• INFORMATION PROVIDED:
· · · · ·
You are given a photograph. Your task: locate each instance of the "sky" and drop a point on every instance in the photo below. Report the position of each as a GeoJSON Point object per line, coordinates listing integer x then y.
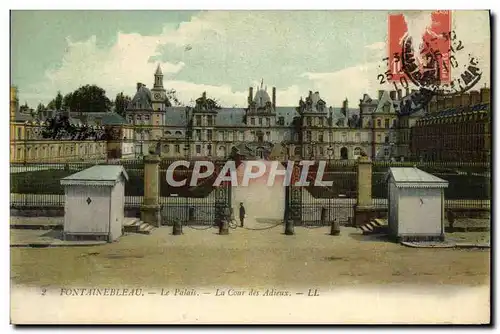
{"type": "Point", "coordinates": [338, 53]}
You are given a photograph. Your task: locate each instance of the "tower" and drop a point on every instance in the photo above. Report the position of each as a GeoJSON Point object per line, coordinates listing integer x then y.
{"type": "Point", "coordinates": [158, 93]}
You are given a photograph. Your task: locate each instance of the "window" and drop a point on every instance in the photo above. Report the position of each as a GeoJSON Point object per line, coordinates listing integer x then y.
{"type": "Point", "coordinates": [308, 136]}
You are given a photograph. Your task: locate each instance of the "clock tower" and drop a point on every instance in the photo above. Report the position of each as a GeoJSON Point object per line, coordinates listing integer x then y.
{"type": "Point", "coordinates": [158, 93]}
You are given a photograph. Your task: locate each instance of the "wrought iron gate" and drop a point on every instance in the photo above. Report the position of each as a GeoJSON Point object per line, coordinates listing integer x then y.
{"type": "Point", "coordinates": [204, 204]}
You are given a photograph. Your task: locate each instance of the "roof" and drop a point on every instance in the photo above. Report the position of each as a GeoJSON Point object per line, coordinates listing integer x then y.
{"type": "Point", "coordinates": [158, 70]}
{"type": "Point", "coordinates": [141, 100]}
{"type": "Point", "coordinates": [457, 111]}
{"type": "Point", "coordinates": [176, 116]}
{"type": "Point", "coordinates": [412, 177]}
{"type": "Point", "coordinates": [96, 175]}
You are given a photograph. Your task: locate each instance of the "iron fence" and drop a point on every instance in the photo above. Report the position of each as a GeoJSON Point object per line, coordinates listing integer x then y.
{"type": "Point", "coordinates": [38, 184]}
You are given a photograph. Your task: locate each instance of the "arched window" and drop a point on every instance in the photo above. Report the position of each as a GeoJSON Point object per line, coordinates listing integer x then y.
{"type": "Point", "coordinates": [343, 153]}
{"type": "Point", "coordinates": [357, 152]}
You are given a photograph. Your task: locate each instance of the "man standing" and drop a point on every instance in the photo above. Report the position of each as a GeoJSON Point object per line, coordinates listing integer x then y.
{"type": "Point", "coordinates": [242, 214]}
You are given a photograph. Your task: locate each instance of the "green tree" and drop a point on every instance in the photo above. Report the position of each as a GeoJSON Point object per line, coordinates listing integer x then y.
{"type": "Point", "coordinates": [88, 98]}
{"type": "Point", "coordinates": [171, 99]}
{"type": "Point", "coordinates": [51, 105]}
{"type": "Point", "coordinates": [121, 103]}
{"type": "Point", "coordinates": [58, 101]}
{"type": "Point", "coordinates": [40, 108]}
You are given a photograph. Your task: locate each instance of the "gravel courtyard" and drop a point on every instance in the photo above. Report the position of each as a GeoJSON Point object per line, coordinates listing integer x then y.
{"type": "Point", "coordinates": [202, 258]}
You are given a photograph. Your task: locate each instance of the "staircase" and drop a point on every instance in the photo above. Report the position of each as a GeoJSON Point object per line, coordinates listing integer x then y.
{"type": "Point", "coordinates": [375, 226]}
{"type": "Point", "coordinates": [135, 225]}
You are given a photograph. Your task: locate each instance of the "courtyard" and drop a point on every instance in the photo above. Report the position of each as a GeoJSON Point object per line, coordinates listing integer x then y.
{"type": "Point", "coordinates": [261, 259]}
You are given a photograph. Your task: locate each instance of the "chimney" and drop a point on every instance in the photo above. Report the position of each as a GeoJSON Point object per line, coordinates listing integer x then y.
{"type": "Point", "coordinates": [448, 102]}
{"type": "Point", "coordinates": [250, 95]}
{"type": "Point", "coordinates": [380, 93]}
{"type": "Point", "coordinates": [485, 95]}
{"type": "Point", "coordinates": [440, 103]}
{"type": "Point", "coordinates": [474, 97]}
{"type": "Point", "coordinates": [433, 105]}
{"type": "Point", "coordinates": [465, 97]}
{"type": "Point", "coordinates": [392, 95]}
{"type": "Point", "coordinates": [274, 97]}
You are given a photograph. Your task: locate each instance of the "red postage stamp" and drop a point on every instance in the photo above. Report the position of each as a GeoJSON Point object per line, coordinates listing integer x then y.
{"type": "Point", "coordinates": [429, 34]}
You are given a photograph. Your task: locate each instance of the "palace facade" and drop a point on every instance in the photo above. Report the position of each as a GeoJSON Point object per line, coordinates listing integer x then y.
{"type": "Point", "coordinates": [387, 127]}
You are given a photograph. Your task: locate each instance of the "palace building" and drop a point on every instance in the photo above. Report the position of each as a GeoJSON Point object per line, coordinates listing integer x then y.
{"type": "Point", "coordinates": [387, 127]}
{"type": "Point", "coordinates": [456, 128]}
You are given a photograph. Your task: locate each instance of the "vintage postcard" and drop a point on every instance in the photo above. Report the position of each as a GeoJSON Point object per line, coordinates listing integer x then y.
{"type": "Point", "coordinates": [250, 167]}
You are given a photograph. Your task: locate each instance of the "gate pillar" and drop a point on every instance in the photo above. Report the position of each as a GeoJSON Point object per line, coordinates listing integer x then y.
{"type": "Point", "coordinates": [364, 210]}
{"type": "Point", "coordinates": [150, 208]}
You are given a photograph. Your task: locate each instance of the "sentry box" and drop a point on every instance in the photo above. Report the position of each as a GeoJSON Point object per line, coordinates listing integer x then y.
{"type": "Point", "coordinates": [416, 205]}
{"type": "Point", "coordinates": [94, 203]}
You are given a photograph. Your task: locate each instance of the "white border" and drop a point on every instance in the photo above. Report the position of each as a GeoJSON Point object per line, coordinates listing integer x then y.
{"type": "Point", "coordinates": [185, 4]}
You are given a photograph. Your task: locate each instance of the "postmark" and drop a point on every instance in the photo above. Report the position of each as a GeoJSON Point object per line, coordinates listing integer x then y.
{"type": "Point", "coordinates": [428, 61]}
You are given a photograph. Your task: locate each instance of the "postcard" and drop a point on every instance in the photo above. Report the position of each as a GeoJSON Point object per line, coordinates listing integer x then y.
{"type": "Point", "coordinates": [250, 167]}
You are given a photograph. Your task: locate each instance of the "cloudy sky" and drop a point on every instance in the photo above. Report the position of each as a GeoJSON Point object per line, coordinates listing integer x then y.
{"type": "Point", "coordinates": [338, 53]}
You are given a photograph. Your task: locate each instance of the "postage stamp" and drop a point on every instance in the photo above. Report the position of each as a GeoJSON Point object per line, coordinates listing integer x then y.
{"type": "Point", "coordinates": [155, 178]}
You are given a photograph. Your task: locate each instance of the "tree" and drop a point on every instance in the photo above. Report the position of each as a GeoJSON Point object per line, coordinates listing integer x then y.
{"type": "Point", "coordinates": [60, 127]}
{"type": "Point", "coordinates": [172, 99]}
{"type": "Point", "coordinates": [40, 108]}
{"type": "Point", "coordinates": [58, 101]}
{"type": "Point", "coordinates": [88, 98]}
{"type": "Point", "coordinates": [51, 105]}
{"type": "Point", "coordinates": [121, 103]}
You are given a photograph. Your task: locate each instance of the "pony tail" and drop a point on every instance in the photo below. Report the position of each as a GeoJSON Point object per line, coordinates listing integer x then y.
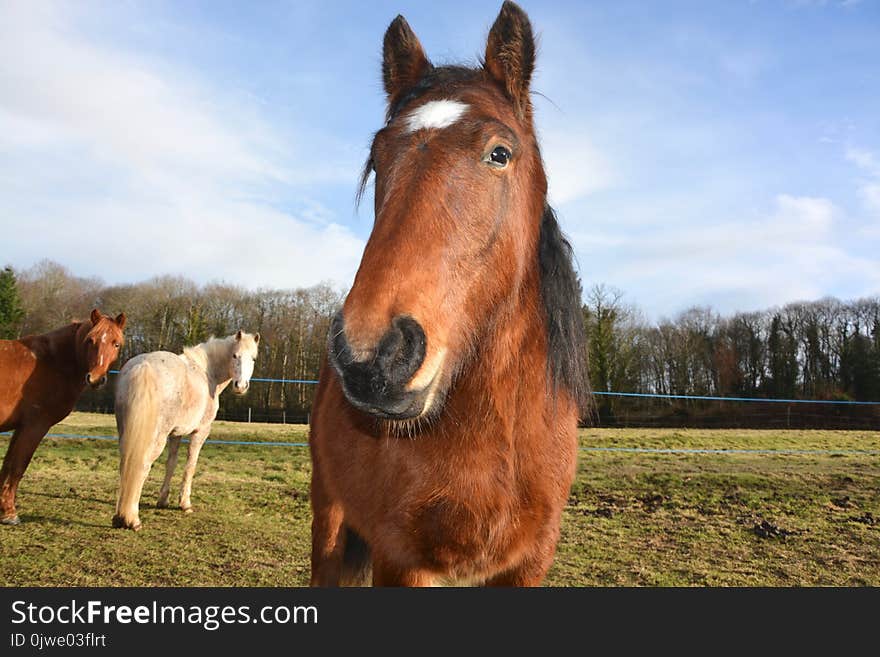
· · · · ·
• EXERCISE OBJECTIVE: Every line of the listing should be repeated exactly; no picture should appear.

• RESULT:
You are given a photograph. Your task: locate each instance of the "sky" and drop a point on every instance in the photo below. Report the position of each as a GeoJSON Point object per line, coordinates listing integer x then y.
{"type": "Point", "coordinates": [338, 53]}
You are given a photograph. Your task: locate each instance of the "tower" and drop a point on every instance in the photo above. Report the position of each as a GeoJSON Point object per line, coordinates listing integer x then y.
{"type": "Point", "coordinates": [158, 93]}
You are given a photograph. Your task: locate each instance of the "window" and drop a point on every instance in the photo above. Report the position of each as a GeoJSON Point object per line, coordinates listing integer x then y.
{"type": "Point", "coordinates": [308, 136]}
You are given a photograph. Your task: locate each instance of the "clock tower" and drop a point on every instance in the photo above. Report the position of each as a GeoJSON Point object per line, coordinates listing integer x then y.
{"type": "Point", "coordinates": [158, 93]}
You are given a photograph. Your task: locate each instance of the "wrought iron gate" and drop a point on every instance in the photo above. Report the position of each as a GeoJSON Point object per line, coordinates listing integer x then y.
{"type": "Point", "coordinates": [204, 204]}
You are given a photograph. Your task: locate each instance of the "roof" and drop a point on every instance in the photo above. Report the position of each as a GeoJSON Point object per line, coordinates listing integer x then y.
{"type": "Point", "coordinates": [158, 70]}
{"type": "Point", "coordinates": [141, 100]}
{"type": "Point", "coordinates": [457, 111]}
{"type": "Point", "coordinates": [176, 116]}
{"type": "Point", "coordinates": [412, 177]}
{"type": "Point", "coordinates": [96, 175]}
You are given a photograph. Your task: locate each instance of the "iron fence" and drop a point on every instance in the photo above. Report the position of each as a GeoJSON Point object per line, coordinates listing integer x then y.
{"type": "Point", "coordinates": [38, 184]}
You are given a photograph. Your task: locate each instance of the "arched window" and drop a point on every instance in the photo above. Report the position of each as a GeoJSON Point object per line, coordinates listing integer x then y.
{"type": "Point", "coordinates": [343, 153]}
{"type": "Point", "coordinates": [357, 152]}
You are given a photograph. Your task: locate each instance of the "man standing" and drop a point on every instance in the photo above. Report the position of each as a GeoJSON Point object per line, coordinates listing integer x then y.
{"type": "Point", "coordinates": [242, 214]}
You are given a photograph. Your task: locate each instance of the "green tree" and drop a point on every instance in the photo above. Report the position of each as a GeoJSON Point object per line, coordinates listing integer x then y.
{"type": "Point", "coordinates": [88, 98]}
{"type": "Point", "coordinates": [171, 99]}
{"type": "Point", "coordinates": [51, 105]}
{"type": "Point", "coordinates": [121, 103]}
{"type": "Point", "coordinates": [58, 101]}
{"type": "Point", "coordinates": [40, 108]}
You are given a photograph. Your task: locate each instance of the "gravel courtyard" and drop a point on every instance in the photo above. Report the position of each as a GeoJSON Point object per line, coordinates listing integer x then y.
{"type": "Point", "coordinates": [202, 258]}
You are given a photograph. Your task: locate each instance of the "staircase" and drop a point on every instance in the photo above. Report the position of each as a GeoJSON Point object per line, coordinates listing integer x then y.
{"type": "Point", "coordinates": [375, 226]}
{"type": "Point", "coordinates": [135, 225]}
You are given a photograph. Your task: locate each instance of the "courtyard" and drop a point on every instance in the photo above. Report the position of each as a GeoJSON Point object per line, coordinates listing integer x then y.
{"type": "Point", "coordinates": [261, 259]}
You are given a photograph. Your task: locate each instance of the "chimney" and drop a point on every instance in the photo above. Report the position of each as a GeoJSON Point object per line, coordinates listing integer x then y.
{"type": "Point", "coordinates": [448, 102]}
{"type": "Point", "coordinates": [250, 95]}
{"type": "Point", "coordinates": [380, 93]}
{"type": "Point", "coordinates": [485, 95]}
{"type": "Point", "coordinates": [440, 103]}
{"type": "Point", "coordinates": [474, 97]}
{"type": "Point", "coordinates": [433, 105]}
{"type": "Point", "coordinates": [465, 97]}
{"type": "Point", "coordinates": [392, 95]}
{"type": "Point", "coordinates": [274, 97]}
You are given a photograph. Your task: locate each instance of the "red postage stamp" and drop a point on every instance in the photo above. Report the position of each as a GeoJSON Point object per line, coordinates listing integer x then y.
{"type": "Point", "coordinates": [429, 34]}
You are given a photograph. Your task: locate each instance of the "palace facade" and drop a point on every instance in the photo above. Report the position of each as a GeoJSON Point object per line, coordinates listing integer x then y.
{"type": "Point", "coordinates": [387, 127]}
You are given a photograph. Your task: locate each instance of the "palace building" and drop a point on every instance in the photo above. Report the position of each as a GeoJSON Point object per line, coordinates listing integer x then y.
{"type": "Point", "coordinates": [387, 127]}
{"type": "Point", "coordinates": [456, 128]}
You are given a photograph. Your task: locate each instance of the "vintage postcard" and drop a point on every instance in the photo above. Report the position of each as a GeoJSON Point object per line, coordinates listing integer x then y.
{"type": "Point", "coordinates": [250, 167]}
You are given a photograph. Your task: locate each instance of the "gate pillar" and drop a point on every instance in the photo above. Report the position of each as a GeoJSON Point object per line, coordinates listing integer x then y.
{"type": "Point", "coordinates": [364, 210]}
{"type": "Point", "coordinates": [150, 208]}
You are given a photograph. Your task: locate each instance of the "sentry box" and drop a point on every instance in the photo above. Report the position of each as a GeoJSON Point object per line, coordinates listing integer x then y.
{"type": "Point", "coordinates": [416, 205]}
{"type": "Point", "coordinates": [94, 203]}
You are given a photograph. Your task: locate each instance of the "white border" and drop a point on every instance in the photo above. Report the position of each as a GeoJSON Point object per line, coordinates listing integer x then y.
{"type": "Point", "coordinates": [185, 4]}
You are given a photograph. Your task: locate each instance of the "postmark" and drop a point on every instance in the photo above. Report the position of each as a GeoJSON Point object per line, coordinates listing integer x then y.
{"type": "Point", "coordinates": [428, 61]}
You are given a photograph. Your task: locate each instance of the "postcard" and drop a point on every instance in the photo above. Report the position of each as a GeoJSON Point object per line, coordinates listing integer x then y.
{"type": "Point", "coordinates": [250, 167]}
You are given a photograph. Your task: locate each instance of the "cloudy sky" and drop a point on every instance in the photo above. Report the position of each as a GeoJSON Point object per line, coordinates listing integer x then y.
{"type": "Point", "coordinates": [338, 53]}
You are given a photograph. Your task: locate each instance of the "postage stamp" and drop a point on every instance in the photo above. Report the position of each as a GeoJSON Point object per line, coordinates listing integer x then y.
{"type": "Point", "coordinates": [155, 178]}
You are given a photograph. Your task: locate each instance of the "tree" and drop a point on every instance in the photo above. Report the position of each as a GeoJSON Point object per line, coordinates listing integer x then y.
{"type": "Point", "coordinates": [60, 127]}
{"type": "Point", "coordinates": [172, 99]}
{"type": "Point", "coordinates": [40, 108]}
{"type": "Point", "coordinates": [58, 101]}
{"type": "Point", "coordinates": [88, 98]}
{"type": "Point", "coordinates": [51, 105]}
{"type": "Point", "coordinates": [121, 103]}
You are given a photograph. Your task: locate each instance of the "pony tail" and drop a point on every instance in the photo below. Report the position of each as a GeoJSON Point object per line, coordinates listing integer x then y.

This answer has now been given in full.